** Source passage **
..............................

Argentina’s rig count is also steadily rising since hitting a low of no active rigs in April 2020 during the COVID-19 pandemic. According to Baker Hughes data there were 50 active rigs at the end of May 2022, which despite being four less than April 2022 was higher than the 45 rigs reported for the same month in 2022.

That is a clear indicator of activity in Argentina’s oil patch, notably the Vaca Muerta shale formation, which is ramping up at a steady clip. YPF, in early June 2022, announced that it intended to widen its drilling program. This will see the national oil company drill two wildcat wells in Mendoza, the first such wells in the northern section of the Vaca Muerta, and if they are successful a further 150 wells on two blocks in the area will be drilled. These developments indicate that Argentina’s oil and natural gas output will keep growing at an impressive rate.

..............................

** Supplied records **
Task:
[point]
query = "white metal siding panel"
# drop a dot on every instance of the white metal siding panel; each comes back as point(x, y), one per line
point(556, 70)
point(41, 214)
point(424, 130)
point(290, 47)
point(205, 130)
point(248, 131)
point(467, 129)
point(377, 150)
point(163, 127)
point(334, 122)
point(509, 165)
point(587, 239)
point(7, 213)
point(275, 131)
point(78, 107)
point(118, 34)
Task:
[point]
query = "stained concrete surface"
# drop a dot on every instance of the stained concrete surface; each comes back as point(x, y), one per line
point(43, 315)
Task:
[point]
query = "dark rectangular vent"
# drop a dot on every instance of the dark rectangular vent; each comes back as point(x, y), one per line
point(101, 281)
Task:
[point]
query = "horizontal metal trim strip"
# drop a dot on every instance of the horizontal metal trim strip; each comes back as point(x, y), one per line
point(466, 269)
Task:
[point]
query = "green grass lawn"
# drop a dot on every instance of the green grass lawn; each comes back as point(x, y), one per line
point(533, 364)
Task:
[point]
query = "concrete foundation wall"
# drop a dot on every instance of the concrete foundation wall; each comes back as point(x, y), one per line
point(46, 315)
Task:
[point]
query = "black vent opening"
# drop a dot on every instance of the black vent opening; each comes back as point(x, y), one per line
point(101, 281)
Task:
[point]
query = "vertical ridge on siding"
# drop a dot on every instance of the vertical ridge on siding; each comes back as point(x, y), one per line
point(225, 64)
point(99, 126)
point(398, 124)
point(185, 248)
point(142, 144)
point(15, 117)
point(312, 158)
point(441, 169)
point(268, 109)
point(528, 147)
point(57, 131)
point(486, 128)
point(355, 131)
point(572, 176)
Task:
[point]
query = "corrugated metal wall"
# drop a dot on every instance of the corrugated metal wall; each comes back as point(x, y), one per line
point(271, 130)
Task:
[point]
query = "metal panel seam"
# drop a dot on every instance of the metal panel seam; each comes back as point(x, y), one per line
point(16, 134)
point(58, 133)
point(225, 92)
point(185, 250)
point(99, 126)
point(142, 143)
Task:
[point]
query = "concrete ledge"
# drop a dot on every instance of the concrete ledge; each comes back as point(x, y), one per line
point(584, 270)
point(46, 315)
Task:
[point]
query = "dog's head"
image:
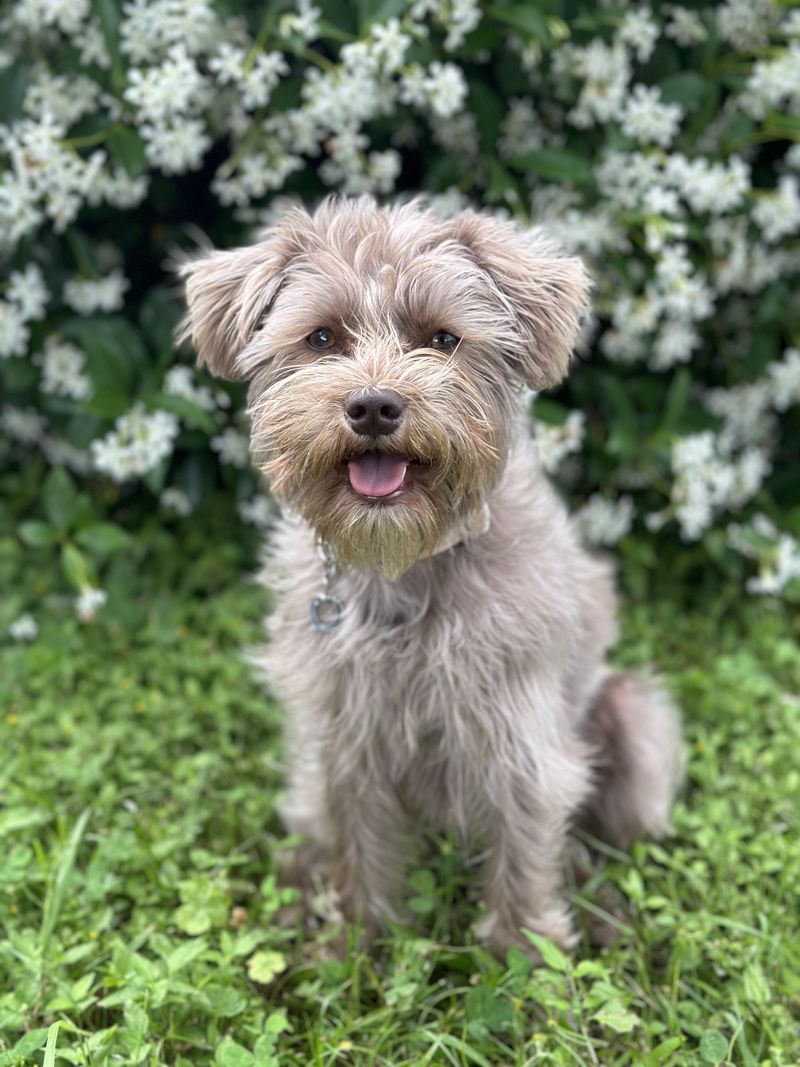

..............................

** What is required **
From the passage on Argentina's oil drilling, reproduce word for word the portion between "Argentina’s rig count" and "month in 2022.", inclusive.

** Output for this task **
Argentina’s rig count is also steadily rising since hitting a low of no active rigs in April 2020 during the COVID-19 pandemic. According to Baker Hughes data there were 50 active rigs at the end of May 2022, which despite being four less than April 2022 was higher than the 45 rigs reported for the same month in 2022.